**Source excerpt:**
— start —

Tax planning for art collectors - an overview of UK tax considerations

Monday, 01 July 2013
Vivian Haines, Georgina Hepburne Scott and Tanja Jegger provide an overview of UK tax considerations for art collectors.

Art values have continued to rise, in defiance of the general economic gloom, and what for most collectors started as an impulse, then became a hobby, has proved a successful investment. The art collection frequently represents a substantial part of a family’s wealth and has become a key aspect of the family’s financial and succession planning.

Before thinking about financial planning, collectors should consider what they want to do with the collection, both during their lifetime and after death:

  • Is it primarily for personal enjoyment?
  • Is it a legacy, and if so with what objectives?
  • Has it become partially an investment?
  • Is it to serve wider philanthropic goals?

Often it is a combination of these things, and for some families the collection becomes a cultural legacy, acting as a focus for involving family members in wider social projects.

— end —

**Dataset:**
— start —

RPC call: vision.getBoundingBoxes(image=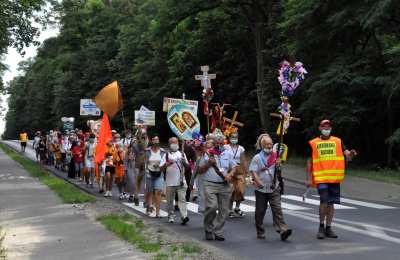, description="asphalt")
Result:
[6,141,400,260]
[0,144,145,260]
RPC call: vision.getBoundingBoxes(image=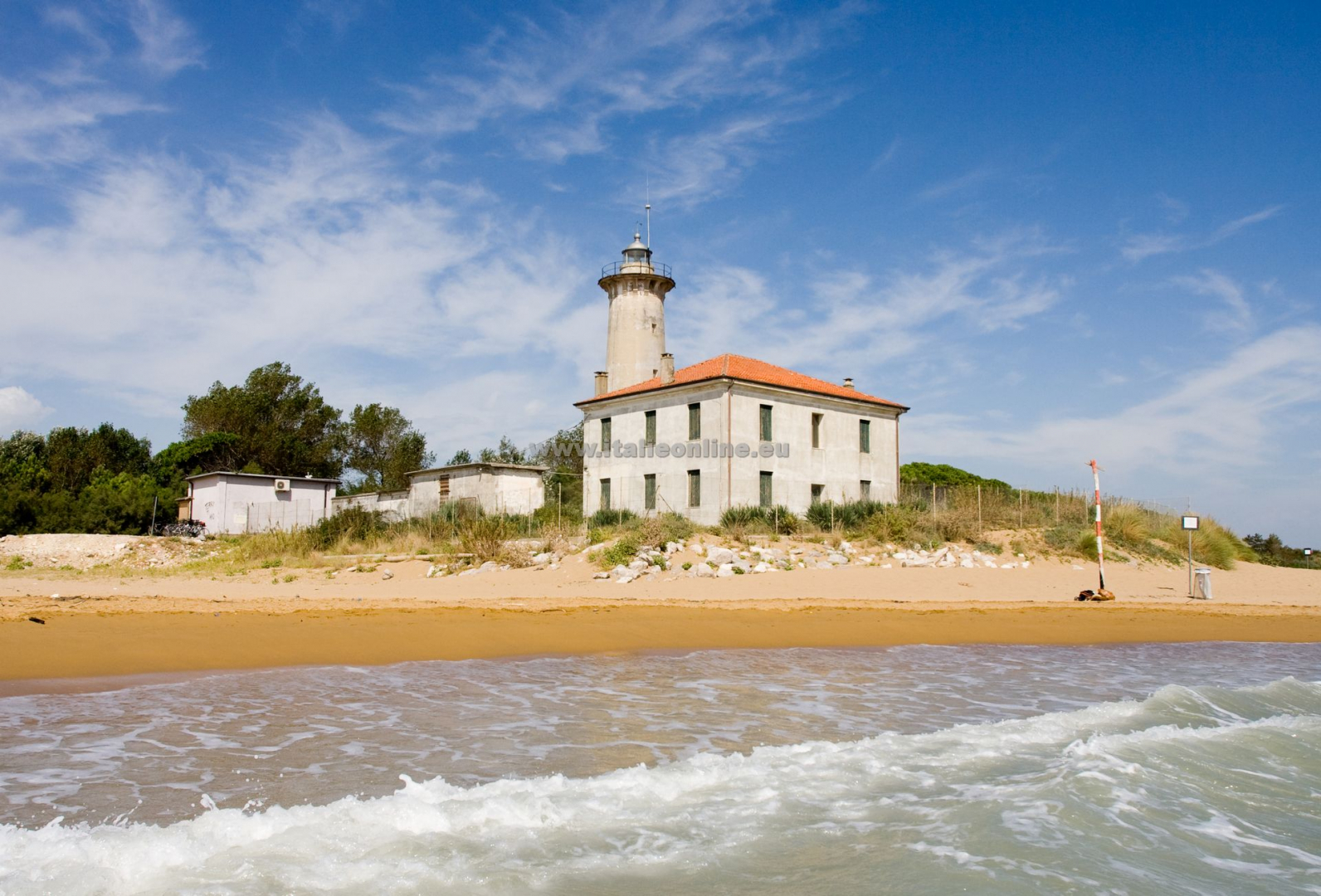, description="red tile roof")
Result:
[578,354,909,411]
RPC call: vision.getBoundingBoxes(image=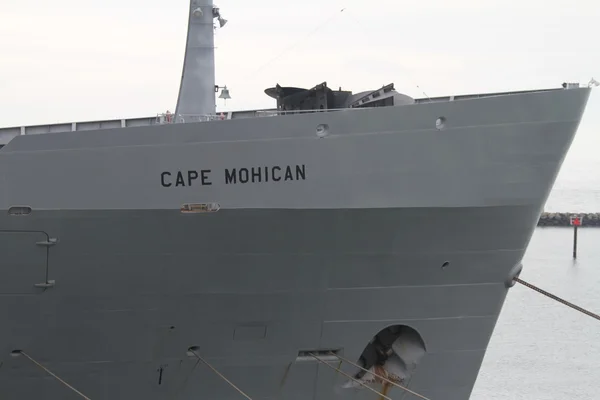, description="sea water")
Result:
[472,149,600,400]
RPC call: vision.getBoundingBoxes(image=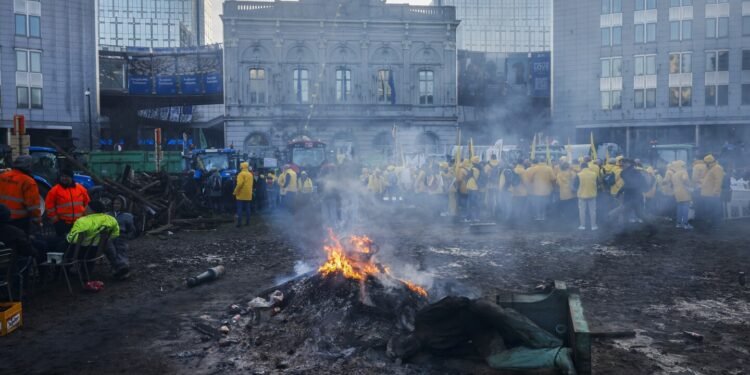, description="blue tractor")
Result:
[191,148,239,181]
[29,146,98,197]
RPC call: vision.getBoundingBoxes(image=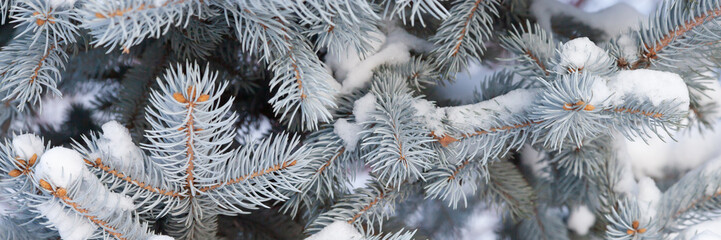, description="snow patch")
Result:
[35,147,135,210]
[461,207,501,240]
[333,118,363,152]
[530,0,646,41]
[306,221,363,240]
[568,205,596,236]
[13,134,45,160]
[48,0,75,8]
[556,37,611,72]
[353,93,376,123]
[691,230,721,240]
[636,177,661,218]
[148,235,175,240]
[326,25,432,93]
[35,147,87,188]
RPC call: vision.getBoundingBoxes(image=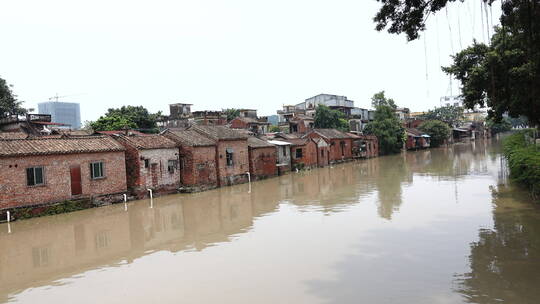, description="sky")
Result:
[0,0,500,121]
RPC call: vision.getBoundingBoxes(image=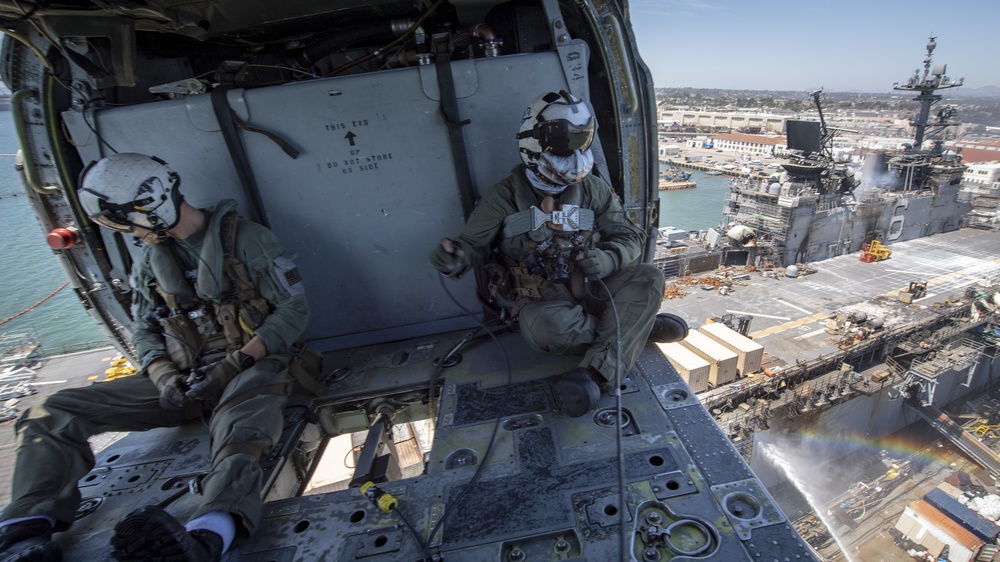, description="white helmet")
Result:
[517,90,597,186]
[79,153,184,233]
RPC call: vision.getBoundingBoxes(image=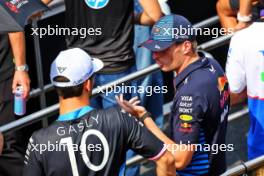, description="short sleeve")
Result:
[226,36,246,93]
[171,93,208,144]
[122,113,166,160]
[23,134,44,176]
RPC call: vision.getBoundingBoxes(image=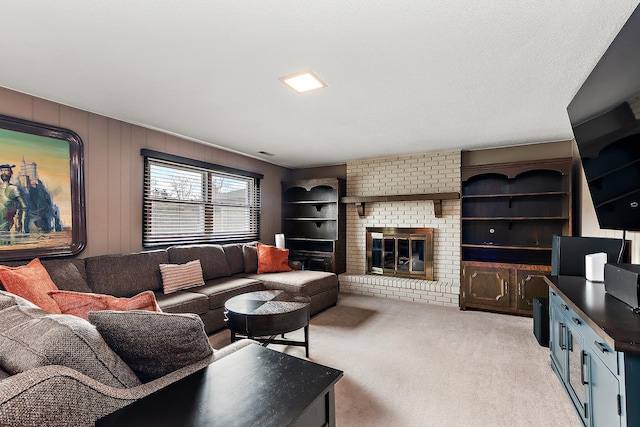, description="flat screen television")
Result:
[573,103,640,231]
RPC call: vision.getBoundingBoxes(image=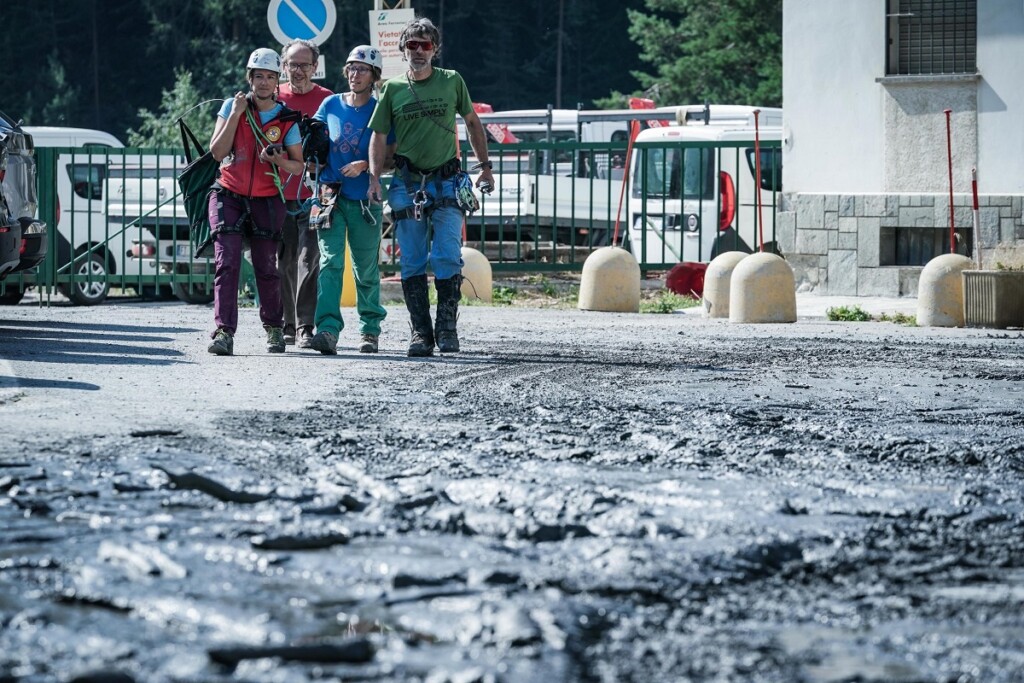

— end —

**Exercises:**
1) On what date was the overview of UK tax considerations for art collectors published?
2) In the art collectors overview, list each point that collectors are told to consider about what they want to do with the collection.
3) Resume the overview of UK tax considerations for art collectors after its final sentence.
You won't need the items for any of this.

**Outputs by task:**
1) Monday, 01 July 2013

2)
- Is it primarily for personal enjoyment?
- Is it a legacy, and if so with what objectives?
- Has it become partially an investment?
- Is it to serve wider philanthropic goals?

3)
The wishes of the original collector may change over time and may differ from those who inherit the collection, so flexibility can be important. It is often wise to consider whether and when to involve the next generation in this area. While tax should never be the sole consideration, its impact can be substantial, so it can be an important influence when selecting a suitable holding structure.

The main structuring choices are whether to hold art in one’s own name, hold it through a trust (possibly with an underlying company) or foundation, or give it away to a charity or to the nation.

Individual ownership

Holding art in your own name has the benefit of simplicity. It avoids holding costs, such as trustee and company administration fees, which over time can be expensive. However, it may not always produce the best tax result.

A UK-resident individual, domiciled in the UK, is liable to capital gains tax (CGT) of 28 per cent on disposal and inheritance tax (IHT) of 40 per cent on death. Planning around these taxes can be tricky. A non-domiciled, remittance-basis taxpayer faces the same considerations if they bring the artwork into the UK, unless it is held in an offshore trust structure. In addition, bringing personally held art into the UK on a long-term basis may give rise to a tax charge under the remittance rules (unless it is purchased with clean capital).

It is, however, possible to bring artwork into the UK temporarily without creating a tax liability, either for exhibition by an ‘approved institution’ (generally limited to two years) or for sale (provided proceeds are removed from the UK within 45 days of sale). In both cases, it is vital to study the rules to ensure import documentation is correctly drafted. Moreover, further taxes may be payable in the country of domicile.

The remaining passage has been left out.